▸ **Your objective**
Please make an exact transcription of all the data that follows.

== Provided records ==

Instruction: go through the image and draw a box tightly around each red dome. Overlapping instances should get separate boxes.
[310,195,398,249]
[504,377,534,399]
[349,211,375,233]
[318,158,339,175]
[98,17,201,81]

===

▸ **Task solution**
Instruction: go through the image and draw a box tightly around each red dome. Overlapping instances should get separate boxes.
[310,195,398,249]
[504,377,534,399]
[349,211,375,233]
[318,158,339,175]
[98,17,201,81]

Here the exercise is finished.